Neu–Laxova syndrome (NLS, also known as Neu syndrome; Neu-Povýsilová syndrome; or 3-phosphoglycerate dehydrogenase deficiency, neonate form)
is a rare autosomal recessive disorder characterized by severe intrauterine growth restriction and multiple congenital malformations. Neu–Laxova syndrome is a very severe disorder, leading to stillbirth or death shortly after birth. It was first described by Dr. Richard Neu in 1971 and Dr. Renata Laxova in 1972 as a lethal disorder in siblings with multiple malformations. Neu–Laxova syndrome is an extremely rare disorder with fewer than 100 cases reported in medical literature.

==Signs and symptoms==
Neu-Laxova syndrome presents with severe malformations leading to prenatal or neonatal death. Typically, NLS involves characteristic facial features, decreased fetal movements and skin abnormalities.
Fetuses or newborns with Neu–Laxova syndrome have typical facial characteristics which include proptosis (bulging eyes) with eyelid malformations, nose malformations, round and gaping mouth, micrognathia (small jaw) and low set or malformed ears. Additional facial malformations may be present, such as cleft lip or cleft palate. Limb malformations are common and involve the fingers (syndactyly), hands, or feet. Additionally, edema and flexion deformities are often present. Other features of NLS are severe intrauterine growth restriction, skin abnormalities (ichthyosis and hyperkeratosis) and decreased movement.
Malformations in the central nervous system are frequent and may include microcephaly, lissencephaly or microgyria, hypoplasia of the cerebellum and agenesis of the corpus callosum. Other malformations may also be present, such as neural tube defects.

==Genetics==
Neu-Laxova syndrome is a heterogeneous metabolic disorder caused by homozygous or compound heterozygous mutations in one of three genes: PHGDH, PSAT1 and PSPH These genes are involved in the serine biosynthesis pathway and are essential for cell proliferation.
Mutations in all three genes had been previously identified as the cause of serine-deficiency syndromes. Although there is some clinical overlap between NLS and these neurometabolic disorders, the phenotype in other serine-deficiency disorders is milder.

==Diagnosis==
The diagnosis is usually based on clinical features present at birth.
Ultrasound in the second trimester may show abnormalities associated with NLS, including polyhydramnios, intrauterine growth restriction, microcephaly, proptosis and decreased fetal motility.

==Treatment==
Serine and glycine supplementation has shown tentative benefits in those with related serine biosynthesis defects and milder forms of NLS.

==Prognosis==
The prognosis is poor; affected individuals are either stillborn or die shortly after birth. The longest survival reported in the literature is 134 days. This syndrome is transmitted as an autosomal recessive disorder and there is a risk for recurrence of 25% in future pregnancies.

^^^^^^^^

REQUIREMENT: According to the Neu–Laxova syndrome text, what is the longest survival reported in the literature? The rows after this point are unrelated material, separate from the Neu–Laxova syndrome text.

MATERIAL SHOWN:
^^^^^^^^

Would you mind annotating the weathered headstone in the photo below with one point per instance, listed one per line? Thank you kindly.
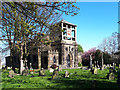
(111, 75)
(51, 70)
(93, 84)
(118, 80)
(59, 68)
(21, 66)
(42, 72)
(94, 71)
(66, 74)
(25, 72)
(97, 65)
(55, 74)
(91, 62)
(11, 74)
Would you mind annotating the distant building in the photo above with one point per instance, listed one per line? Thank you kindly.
(61, 52)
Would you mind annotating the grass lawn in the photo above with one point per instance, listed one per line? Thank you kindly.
(83, 79)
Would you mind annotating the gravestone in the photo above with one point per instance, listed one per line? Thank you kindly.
(94, 70)
(25, 72)
(97, 65)
(51, 70)
(84, 68)
(59, 68)
(11, 74)
(42, 72)
(55, 74)
(118, 80)
(113, 66)
(91, 62)
(93, 84)
(111, 75)
(66, 74)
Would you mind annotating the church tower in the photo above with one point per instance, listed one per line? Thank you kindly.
(67, 45)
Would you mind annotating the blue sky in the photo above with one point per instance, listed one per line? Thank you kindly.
(95, 21)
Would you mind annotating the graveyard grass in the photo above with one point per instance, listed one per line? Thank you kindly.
(78, 79)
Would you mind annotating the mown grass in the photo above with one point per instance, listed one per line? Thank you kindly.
(78, 79)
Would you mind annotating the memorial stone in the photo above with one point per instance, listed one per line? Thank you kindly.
(66, 74)
(11, 74)
(111, 75)
(94, 70)
(42, 72)
(59, 68)
(55, 74)
(25, 72)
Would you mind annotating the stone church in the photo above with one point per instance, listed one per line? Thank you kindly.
(61, 52)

^^^^^^^^

EXPECTED OUTPUT: 134 days.